> [Task prompt] When a line below holds the string "instance", show that line.
Excerpted data section start
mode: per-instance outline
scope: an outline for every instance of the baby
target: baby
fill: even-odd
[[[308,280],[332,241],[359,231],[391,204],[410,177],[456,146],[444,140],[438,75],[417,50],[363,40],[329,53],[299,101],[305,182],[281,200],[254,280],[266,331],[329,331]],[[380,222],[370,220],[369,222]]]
Excerpted data section end
> [Exercise solution]
mode: per-instance outline
scope: an outline for every instance of the baby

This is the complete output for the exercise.